[Excerpts from point annotation data]
--- --- ---
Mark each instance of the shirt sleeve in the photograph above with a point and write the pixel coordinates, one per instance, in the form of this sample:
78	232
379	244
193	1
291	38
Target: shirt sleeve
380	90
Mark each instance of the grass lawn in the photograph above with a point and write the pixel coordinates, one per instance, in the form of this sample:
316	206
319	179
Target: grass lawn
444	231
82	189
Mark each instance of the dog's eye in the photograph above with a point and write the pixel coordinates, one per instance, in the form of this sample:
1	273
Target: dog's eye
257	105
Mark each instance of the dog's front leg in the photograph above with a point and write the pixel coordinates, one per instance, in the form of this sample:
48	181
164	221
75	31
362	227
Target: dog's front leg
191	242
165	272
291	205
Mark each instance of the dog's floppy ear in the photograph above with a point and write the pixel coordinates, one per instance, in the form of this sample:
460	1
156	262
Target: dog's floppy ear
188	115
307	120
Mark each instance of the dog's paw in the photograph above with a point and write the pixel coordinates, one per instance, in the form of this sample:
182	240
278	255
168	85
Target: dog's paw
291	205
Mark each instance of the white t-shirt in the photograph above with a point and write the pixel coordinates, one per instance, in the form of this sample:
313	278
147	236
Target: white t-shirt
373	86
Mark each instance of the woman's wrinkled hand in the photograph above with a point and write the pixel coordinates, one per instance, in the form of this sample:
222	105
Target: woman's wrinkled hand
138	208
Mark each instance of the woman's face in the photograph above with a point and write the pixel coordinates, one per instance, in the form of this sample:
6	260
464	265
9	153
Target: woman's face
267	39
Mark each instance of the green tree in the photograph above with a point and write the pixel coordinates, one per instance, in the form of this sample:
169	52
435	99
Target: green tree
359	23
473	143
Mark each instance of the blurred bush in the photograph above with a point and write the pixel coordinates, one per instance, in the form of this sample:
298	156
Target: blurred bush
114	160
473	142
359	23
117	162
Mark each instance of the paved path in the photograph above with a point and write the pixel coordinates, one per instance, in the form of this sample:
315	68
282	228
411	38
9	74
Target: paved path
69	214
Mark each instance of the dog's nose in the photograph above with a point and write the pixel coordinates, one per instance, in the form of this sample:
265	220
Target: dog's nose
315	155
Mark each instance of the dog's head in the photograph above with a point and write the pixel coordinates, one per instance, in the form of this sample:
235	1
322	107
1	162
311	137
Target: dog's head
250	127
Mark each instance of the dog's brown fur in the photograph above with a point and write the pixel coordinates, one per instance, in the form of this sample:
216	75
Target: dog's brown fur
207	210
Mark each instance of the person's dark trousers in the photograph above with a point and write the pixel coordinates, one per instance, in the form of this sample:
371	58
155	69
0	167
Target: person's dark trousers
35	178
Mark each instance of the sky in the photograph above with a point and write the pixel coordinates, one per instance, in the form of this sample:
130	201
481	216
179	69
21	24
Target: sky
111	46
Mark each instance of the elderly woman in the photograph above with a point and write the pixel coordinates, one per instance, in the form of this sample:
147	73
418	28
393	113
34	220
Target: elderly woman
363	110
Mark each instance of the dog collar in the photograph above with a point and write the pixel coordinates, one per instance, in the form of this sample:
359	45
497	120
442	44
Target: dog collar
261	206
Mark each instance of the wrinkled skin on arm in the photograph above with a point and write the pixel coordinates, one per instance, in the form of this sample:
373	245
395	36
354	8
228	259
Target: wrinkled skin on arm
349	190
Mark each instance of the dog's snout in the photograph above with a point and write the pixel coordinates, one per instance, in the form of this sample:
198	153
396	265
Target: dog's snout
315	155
--- --- ---
YOUR TASK>
Rewrite all of the material above, putting "Label" wherever "Target" appears and leaving everything else unchanged.

ANSWER FOR THE TASK>
Mark each instance of the shirt sleeve in the photograph above with a point and write the pixel coordinates, one per instance, in the form of this sample:
78	232
379	244
193	1
291	38
Label: shirt sleeve
380	90
Mark each instance of the grass lawn in the photograph above with a point and write the pixel coordinates, one per instance, in the form of this sample:
316	206
319	179
Label: grass lawn
444	231
82	189
Mark each instance of the dog's eye in the photograph above with a point and write the pixel coordinates, one per instance, in the form of this sample:
1	273
Label: dog's eye
257	105
Mark each instance of the dog's front leg in the photograph above with a point and write the pixel coordinates, one per instance, in the form of this sample:
48	181
164	221
75	31
362	227
Label: dog's front leg
191	242
165	272
291	205
Mark each instance of the dog's floppy ear in the photograph above with a point and write the pixel coordinates, one per instance, in the form of this sample:
460	1
156	262
Label: dog's floppy ear
188	115
307	120
Mark each instance of the dog's paw in the photograph above with a point and write the pixel coordinates, one per instance, in the form of this sample:
182	240
278	255
168	85
Label: dog's paw
291	205
Mark each instance of the white t-shirt in the photograph above with a point and write the pixel coordinates, one per instance, in the form of this sample:
313	278
147	236
Label: white t-shirt
373	86
Mark each instance of the woman's wrinkled hand in the photograph above with a point and write the pixel coordinates, one per instance, in the form of this sample:
222	105
Label: woman's wrinkled hand
138	208
Mark each instance of the woman's face in the photograph above with a point and write the pixel coordinates, one per instance, in the form of this sample:
6	260
464	265
9	153
Label: woman's face
267	39
Mark each instance of the green tree in the photograph above with a point and write the pixel coordinates, one per instance, in the form of this sample:
169	52
435	99
Label: green tree
359	23
473	143
Mark each instance of the blurred bush in the photograph above with a point and write the pixel coordinates, one per instance, in the form of this sample:
298	156
Label: blurred bush
114	160
473	142
359	23
117	162
Mark each instance of the paved path in the photograph above with a point and write the pixel coordinates, one per instance, in the form of this sample:
315	68
282	228
411	38
9	74
Label: paved path
69	214
Mark each instance of the dog's nose in the photograph above with a point and write the pixel coordinates, one per instance, in the form of this sample:
265	220
Label: dog's nose
315	155
Mark each instance of the dog's head in the photograph above with a point and write the pixel coordinates, one per instance, in the form of this sample:
235	1
322	107
1	162
311	137
Label: dog's head
250	127
Mark each instance of the dog's brown fur in the photograph above with a point and write the pixel coordinates, one per instance, in the form of this sample:
216	75
Label: dog's brown fur
207	210
Mark each instance of the person's dark trousers in the photograph above with a point and write the pixel coordinates, one per instance, in the form of this sample:
371	58
155	69
0	167
Label: person's dark trousers
35	178
Mark each instance of the sky in the photograph above with a point and write the pixel coordinates, one per instance, in the form of this sample:
130	201
481	216
179	69
21	24
Label: sky
111	46
Mark each instance of the elderly woman in the photograph above with a point and write the pixel coordinates, one per instance, in the form of this sample:
147	73
418	28
393	113
34	220
Label: elderly woman
363	110
Mark each instance of the dog collar in the photograph above with a point and write the pixel coordinates, one per instance, in the form of this sample:
359	45
497	120
442	44
Label: dog collar
261	206
Mark each instance of the wrinkled skin on arm in the photograph above with a point and write the pixel coordinates, one per instance, in the form of this sample:
373	245
395	36
354	8
228	259
Label: wrinkled skin on arm
349	190
Mark each instance of the dog's snout in the photograph above with a point and write the pixel coordinates, one per instance, in the form of this sample:
198	153
396	265
Label: dog's snout
315	155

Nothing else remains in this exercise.